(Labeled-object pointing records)
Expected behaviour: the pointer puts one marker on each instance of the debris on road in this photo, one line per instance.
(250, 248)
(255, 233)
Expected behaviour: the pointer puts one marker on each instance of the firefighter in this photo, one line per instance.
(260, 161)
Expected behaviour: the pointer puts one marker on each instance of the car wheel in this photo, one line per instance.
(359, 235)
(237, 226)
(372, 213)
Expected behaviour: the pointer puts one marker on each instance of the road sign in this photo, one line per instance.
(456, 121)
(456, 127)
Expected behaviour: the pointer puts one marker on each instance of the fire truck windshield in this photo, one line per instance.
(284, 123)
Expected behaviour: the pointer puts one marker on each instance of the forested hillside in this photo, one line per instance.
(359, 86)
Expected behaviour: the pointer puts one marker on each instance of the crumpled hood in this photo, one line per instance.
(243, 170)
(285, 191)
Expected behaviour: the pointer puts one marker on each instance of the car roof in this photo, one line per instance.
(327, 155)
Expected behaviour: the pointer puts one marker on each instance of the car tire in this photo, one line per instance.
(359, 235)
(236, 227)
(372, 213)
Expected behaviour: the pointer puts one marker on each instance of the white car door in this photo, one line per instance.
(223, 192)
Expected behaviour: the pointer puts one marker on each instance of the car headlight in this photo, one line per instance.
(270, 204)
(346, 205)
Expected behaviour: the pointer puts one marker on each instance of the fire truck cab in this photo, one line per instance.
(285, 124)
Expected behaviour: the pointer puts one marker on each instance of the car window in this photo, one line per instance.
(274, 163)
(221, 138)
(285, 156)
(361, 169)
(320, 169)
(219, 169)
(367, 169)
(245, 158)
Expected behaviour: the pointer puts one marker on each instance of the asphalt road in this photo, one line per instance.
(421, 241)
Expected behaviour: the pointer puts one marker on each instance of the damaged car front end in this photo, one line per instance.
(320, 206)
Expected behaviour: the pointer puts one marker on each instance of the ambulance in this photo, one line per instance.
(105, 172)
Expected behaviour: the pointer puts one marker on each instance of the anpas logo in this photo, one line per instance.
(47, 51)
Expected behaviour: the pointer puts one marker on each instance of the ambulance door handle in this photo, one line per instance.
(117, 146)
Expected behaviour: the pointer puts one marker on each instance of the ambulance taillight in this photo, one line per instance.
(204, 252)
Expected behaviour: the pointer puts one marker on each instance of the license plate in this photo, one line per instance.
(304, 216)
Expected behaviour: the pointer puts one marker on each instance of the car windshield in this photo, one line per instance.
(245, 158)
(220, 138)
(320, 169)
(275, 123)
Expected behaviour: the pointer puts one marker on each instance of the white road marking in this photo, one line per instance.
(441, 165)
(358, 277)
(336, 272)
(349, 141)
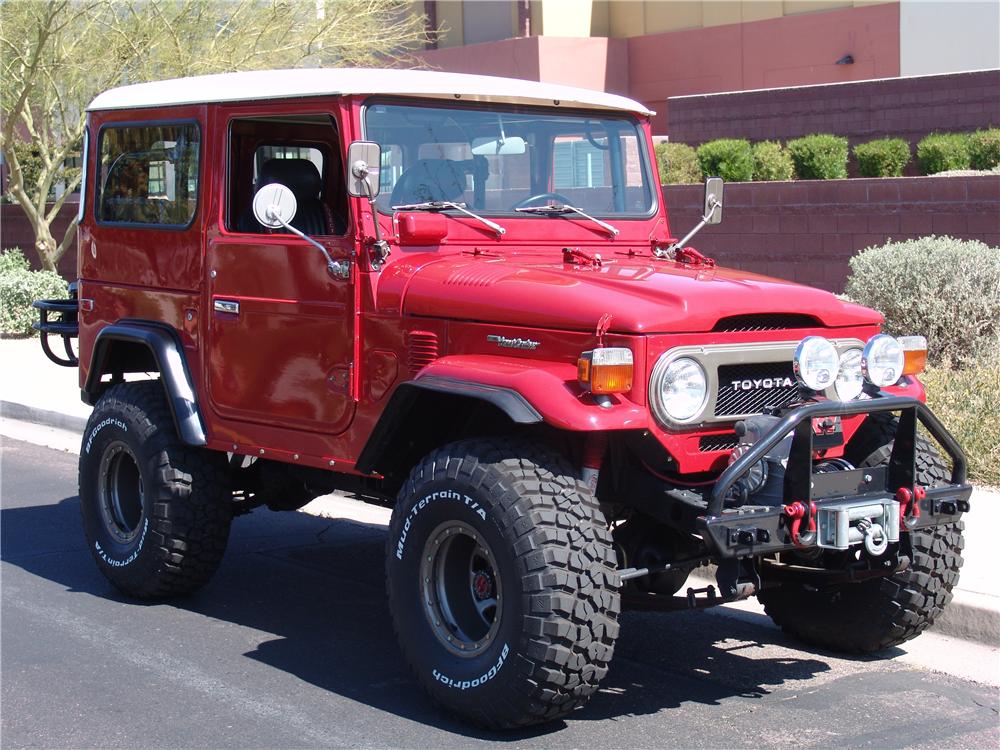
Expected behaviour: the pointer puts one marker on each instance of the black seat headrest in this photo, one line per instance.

DIRECTION >> Copy every line of the records above word for word, omitting the picture.

FULL ANSWER >>
Expected behaviour: the pointer puts one marker on each instance of the debris on road in this photo, one line per instance.
(250, 248)
(255, 233)
Expected behaviour: the pointer puts one marker on each instance of the firefighter in this photo, one line per instance.
(260, 161)
Expected behaviour: the pointer puts one marker on each instance of the car wheel in this photo, one line per instance.
(359, 235)
(237, 226)
(372, 213)
Expected behaviour: the pointer puts one marker on each instance of the road sign in this photo, one line per instance.
(456, 121)
(456, 127)
Expected behaviour: the pointer puts one marker on each instance of the fire truck windshield in this photo, one line per instance.
(284, 123)
Expected behaviour: the pointer puts one marker on each instance of the forested hillside in this photo, one line per instance.
(359, 86)
Expected behaviour: the pointer puts one marker on each instance of the crumpled hood in this photo, one line per instance.
(243, 170)
(285, 191)
Expected behaviour: the pointer puts one marker on each instance of the car roof in this photo, one line per instance.
(327, 155)
Expected behaviour: the pointer puts one marker on each instance of the car tire in this photo, one line per instance.
(359, 235)
(236, 227)
(372, 213)
Expected behaviour: the pointer puts one marker on each instance of the white car door in this photo, one line per instance.
(223, 192)
Expected behaviour: the pointer puts one marker on each instance of the car headlight in this photo, one line per instance.
(270, 204)
(346, 205)
Expected behaviour: the pointer puts one marker on each instance of the fire truck cab in this photo, one line per instance.
(285, 124)
Expected behaviour: the pointer puts one marker on each instance of the car window in this photo, one line per instance.
(274, 163)
(221, 138)
(285, 156)
(361, 169)
(320, 169)
(219, 169)
(367, 169)
(245, 158)
Expected behaviour: the pointer puts one marker on each instance of the asphalt road in this photo, one line per instance.
(421, 241)
Expected behaviour: the pointer puts one marker on each instance of the damaged car front end in this photo, one line per instance.
(320, 206)
Expected behaviour: the pointer puts one marker on each instance of the ambulance in this photo, one line per instance.
(105, 172)
Expected behaviour: the pointer puts one marker on each instance of the anpas logo in this photo, one line per instance.
(47, 51)
Expected behaviour: the pointer puts one marker on each instance of the ambulance door handle in this photo, one line per instance.
(117, 146)
Expected behaviour: the pointer puts one marker on each instance of the ambulance taillight in this photo, one line per instance.
(204, 252)
Expected behaviour: the pointer puts one marker on each instance of the license plate in this photo, one line per instance.
(304, 216)
Expected behaviour: the pointer puts one marker on each instance of the car windshield in this photo, one line per instance.
(245, 158)
(220, 138)
(320, 169)
(275, 123)
Expected behaviour: the pointer puts one marker on each instance of the white road marking in this photo, one line per instance.
(441, 165)
(358, 277)
(336, 272)
(349, 141)
Expected behaviour: the pointer puts one marker on each instance of the black seat headrest in this photo, one line per instance.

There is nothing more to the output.